_Problem details_
Scan the material below for the word "white", then copy every line in which it appears.

Top of Source information

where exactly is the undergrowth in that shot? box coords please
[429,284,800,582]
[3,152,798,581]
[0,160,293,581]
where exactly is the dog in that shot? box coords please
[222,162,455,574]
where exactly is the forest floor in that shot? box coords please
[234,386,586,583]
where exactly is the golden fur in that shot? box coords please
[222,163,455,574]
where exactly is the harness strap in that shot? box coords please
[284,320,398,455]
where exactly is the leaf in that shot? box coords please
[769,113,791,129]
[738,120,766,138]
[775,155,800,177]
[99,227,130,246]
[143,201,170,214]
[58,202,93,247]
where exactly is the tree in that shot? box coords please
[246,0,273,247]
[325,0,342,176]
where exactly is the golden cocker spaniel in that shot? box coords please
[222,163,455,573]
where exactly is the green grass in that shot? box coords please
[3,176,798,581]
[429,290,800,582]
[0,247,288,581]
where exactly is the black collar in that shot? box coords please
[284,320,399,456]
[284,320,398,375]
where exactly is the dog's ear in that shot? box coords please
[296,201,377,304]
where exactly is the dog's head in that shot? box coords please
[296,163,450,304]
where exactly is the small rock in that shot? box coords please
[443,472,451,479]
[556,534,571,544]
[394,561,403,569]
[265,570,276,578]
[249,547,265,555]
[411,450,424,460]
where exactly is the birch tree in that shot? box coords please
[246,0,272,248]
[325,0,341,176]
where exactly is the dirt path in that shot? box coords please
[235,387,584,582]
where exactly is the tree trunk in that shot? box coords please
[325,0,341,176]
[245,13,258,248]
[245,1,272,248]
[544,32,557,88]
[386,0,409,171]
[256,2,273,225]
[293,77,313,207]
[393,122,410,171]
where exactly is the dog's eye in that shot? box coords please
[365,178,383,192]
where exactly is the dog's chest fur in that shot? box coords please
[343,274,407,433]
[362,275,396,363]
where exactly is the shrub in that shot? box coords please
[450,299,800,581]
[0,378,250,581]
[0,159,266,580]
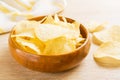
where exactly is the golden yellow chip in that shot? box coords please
[54,14,60,22]
[62,16,67,23]
[11,32,45,55]
[15,37,41,55]
[43,15,55,24]
[43,14,60,24]
[31,38,45,53]
[38,16,47,23]
[11,31,34,38]
[43,36,76,55]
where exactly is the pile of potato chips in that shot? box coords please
[11,15,85,55]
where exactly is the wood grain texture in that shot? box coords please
[0,0,120,80]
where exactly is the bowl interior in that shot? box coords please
[10,16,89,56]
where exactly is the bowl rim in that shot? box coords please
[9,16,90,57]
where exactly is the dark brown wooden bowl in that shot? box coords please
[8,16,91,72]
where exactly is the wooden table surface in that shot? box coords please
[0,0,120,80]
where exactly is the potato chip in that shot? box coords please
[62,16,67,23]
[55,21,75,30]
[12,32,45,54]
[94,24,105,32]
[11,31,34,38]
[43,36,76,55]
[31,38,45,53]
[92,25,120,45]
[42,14,61,24]
[38,16,47,23]
[54,14,60,22]
[92,30,111,45]
[15,37,41,55]
[75,37,85,43]
[109,25,120,42]
[42,15,74,30]
[13,20,39,34]
[43,15,55,24]
[42,15,80,33]
[72,21,80,35]
[35,24,66,41]
[35,24,80,41]
[86,21,106,33]
[93,41,120,65]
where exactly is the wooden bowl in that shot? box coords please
[8,16,91,72]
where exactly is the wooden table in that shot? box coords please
[0,0,120,80]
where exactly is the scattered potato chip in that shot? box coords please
[92,30,111,45]
[86,21,107,33]
[92,25,120,45]
[92,25,120,66]
[93,41,120,65]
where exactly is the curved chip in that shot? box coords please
[93,41,120,66]
[86,21,106,33]
[35,24,80,41]
[43,36,76,55]
[15,37,41,55]
[13,20,39,34]
[92,25,120,45]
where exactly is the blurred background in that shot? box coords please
[63,0,120,25]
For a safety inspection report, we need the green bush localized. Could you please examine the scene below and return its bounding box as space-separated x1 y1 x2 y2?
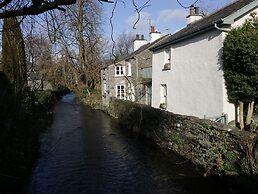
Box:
81 88 88 98
34 90 57 110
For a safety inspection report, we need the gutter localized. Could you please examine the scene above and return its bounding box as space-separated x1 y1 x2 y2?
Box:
214 23 230 32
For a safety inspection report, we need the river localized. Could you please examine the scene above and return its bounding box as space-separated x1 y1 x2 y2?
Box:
28 94 236 194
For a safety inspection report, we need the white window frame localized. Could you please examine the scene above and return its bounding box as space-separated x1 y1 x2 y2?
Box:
164 48 171 64
116 84 126 99
160 84 167 104
103 81 107 94
127 62 132 76
115 65 125 76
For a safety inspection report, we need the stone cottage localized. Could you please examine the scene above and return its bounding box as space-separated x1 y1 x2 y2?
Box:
101 28 169 106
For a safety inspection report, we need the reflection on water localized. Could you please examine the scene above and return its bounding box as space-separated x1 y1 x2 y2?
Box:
28 94 234 194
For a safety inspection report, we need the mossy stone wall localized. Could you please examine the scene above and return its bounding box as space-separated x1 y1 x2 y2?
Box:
107 99 258 175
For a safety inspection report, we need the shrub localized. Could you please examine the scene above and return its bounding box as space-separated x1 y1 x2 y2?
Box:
34 90 57 110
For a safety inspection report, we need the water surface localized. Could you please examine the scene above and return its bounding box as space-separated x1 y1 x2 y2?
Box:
28 93 233 194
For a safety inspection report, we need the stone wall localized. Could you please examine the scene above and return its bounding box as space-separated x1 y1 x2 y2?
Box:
106 98 258 175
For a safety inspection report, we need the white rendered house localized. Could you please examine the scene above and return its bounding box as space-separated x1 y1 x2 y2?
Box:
151 0 258 123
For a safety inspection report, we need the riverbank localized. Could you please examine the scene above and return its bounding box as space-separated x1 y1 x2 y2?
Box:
0 90 65 194
0 110 53 194
95 98 258 177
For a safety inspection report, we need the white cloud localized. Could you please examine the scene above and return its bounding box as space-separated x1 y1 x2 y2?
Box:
157 9 187 23
127 11 151 33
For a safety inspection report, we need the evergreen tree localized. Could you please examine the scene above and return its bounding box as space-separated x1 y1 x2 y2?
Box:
1 17 27 98
222 13 258 130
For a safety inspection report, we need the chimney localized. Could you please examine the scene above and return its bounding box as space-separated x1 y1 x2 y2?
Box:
133 34 148 51
186 5 203 25
150 25 155 33
189 5 195 16
149 25 161 43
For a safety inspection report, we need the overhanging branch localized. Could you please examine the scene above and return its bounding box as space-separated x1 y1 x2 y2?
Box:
0 0 114 19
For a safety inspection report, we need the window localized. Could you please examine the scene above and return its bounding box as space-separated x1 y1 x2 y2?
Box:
160 84 167 109
165 48 171 63
116 85 125 99
127 62 132 76
115 65 125 76
103 81 107 98
146 85 152 106
163 48 171 71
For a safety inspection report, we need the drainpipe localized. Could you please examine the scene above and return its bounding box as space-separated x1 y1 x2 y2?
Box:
214 23 230 33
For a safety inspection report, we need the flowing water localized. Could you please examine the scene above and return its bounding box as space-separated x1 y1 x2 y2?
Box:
28 94 235 194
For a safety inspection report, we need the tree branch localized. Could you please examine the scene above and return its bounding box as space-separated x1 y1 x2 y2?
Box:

Bottom of Source information

_Finished task_
For a safety inspection report, we need the white window frame localized. Could you please examine the scene above and return its bounding box as space-separated x1 y1 x2 y2?
For a safety inspection report, we need the white rendered house localized. Could you please examine the scene above and return its bounding box as space-separated x1 y1 x2 y2?
For a safety inspection report, we need the white cloud localized. Could you please examine the scene above and return its bounding box as space-separated x1 y1 x2 y2?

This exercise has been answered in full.